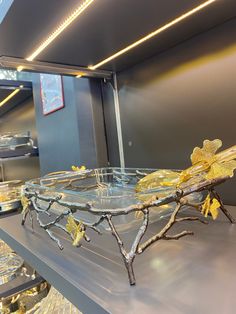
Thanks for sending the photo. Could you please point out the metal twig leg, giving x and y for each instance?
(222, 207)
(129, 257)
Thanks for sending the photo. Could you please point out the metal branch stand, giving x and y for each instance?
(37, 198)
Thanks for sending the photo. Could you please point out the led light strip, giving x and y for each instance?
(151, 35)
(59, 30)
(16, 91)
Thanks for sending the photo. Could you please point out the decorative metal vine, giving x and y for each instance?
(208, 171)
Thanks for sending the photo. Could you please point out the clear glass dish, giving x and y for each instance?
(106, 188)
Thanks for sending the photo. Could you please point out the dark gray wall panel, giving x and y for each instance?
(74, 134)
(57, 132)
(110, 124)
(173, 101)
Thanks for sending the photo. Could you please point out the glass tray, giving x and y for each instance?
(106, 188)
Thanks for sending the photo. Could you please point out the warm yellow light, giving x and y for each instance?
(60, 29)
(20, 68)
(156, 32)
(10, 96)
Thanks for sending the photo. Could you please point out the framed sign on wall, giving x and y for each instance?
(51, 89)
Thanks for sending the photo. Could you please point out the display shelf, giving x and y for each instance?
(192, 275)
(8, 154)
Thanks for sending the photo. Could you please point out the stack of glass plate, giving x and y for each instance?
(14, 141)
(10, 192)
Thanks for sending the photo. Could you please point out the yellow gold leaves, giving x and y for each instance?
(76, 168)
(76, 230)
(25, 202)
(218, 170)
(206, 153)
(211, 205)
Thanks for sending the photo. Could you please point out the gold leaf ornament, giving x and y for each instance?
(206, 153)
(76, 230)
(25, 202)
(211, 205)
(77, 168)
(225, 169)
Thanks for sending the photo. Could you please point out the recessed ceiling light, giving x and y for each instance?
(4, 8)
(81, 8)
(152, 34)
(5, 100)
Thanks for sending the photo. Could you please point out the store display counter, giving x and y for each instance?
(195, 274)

________________________________________

• **Problem statement**: Repeat every entry above exactly; images stay out of the copy.

• **Completed task**:
Thanks for sending the photo. Could you please point out the metal twig leg, giving x and y for each instance?
(222, 207)
(129, 257)
Thanks for sending the photo. Could you please point out the metal branch stand, giving x and y for each instance?
(37, 198)
Thanks for sending the photo. Could you please point out the led light strip, giving x and y for each instance?
(151, 35)
(59, 30)
(16, 91)
Thanks for sending the photo. Could you please point out the decorative metal vine, giving x and y for each instance?
(208, 171)
Thanks for sending the photo. Could you please point out the clear glass dish, giving x and y for each instance?
(106, 188)
Thanks for sending the photo. Could you please point out the dark gray wall panel, giving x and y for each instance?
(74, 134)
(57, 132)
(110, 124)
(173, 101)
Thanks for sending the photo. Could you please point out the glass tray, giving x and y for each instance?
(106, 188)
Thanks for sending the photo. Could you please point out the warm yellow light, giving x and y for each instance?
(60, 29)
(20, 68)
(156, 32)
(10, 96)
Thanks for sending the photo. Could you please point out the framed sign on wall, giving x and y for each instance?
(51, 89)
Thanks for sending the photo. Could you please point out the display shelf, giving x and y for each instance?
(192, 275)
(8, 154)
Thanks for sending the photo. Could you please point out the stack of glass plate, giving x and y for each instance?
(14, 141)
(10, 192)
Thanks for sending the photo. Could you please point out the yellow gold leaves, giving x and y for each instance?
(76, 168)
(76, 230)
(25, 202)
(218, 170)
(206, 153)
(211, 205)
Thanks for sending the photo. Could you please point out the gold leaf ornament, giving x and y for each instance?
(206, 153)
(76, 230)
(25, 202)
(211, 205)
(77, 168)
(225, 169)
Thanks for sending the photo. Could you please point out the recessed ceiling light, giving x and y for each instance?
(4, 8)
(81, 8)
(152, 34)
(5, 100)
Thanks for sending the photo. Could you please point out the store display counter, giving x and y for each instance?
(195, 274)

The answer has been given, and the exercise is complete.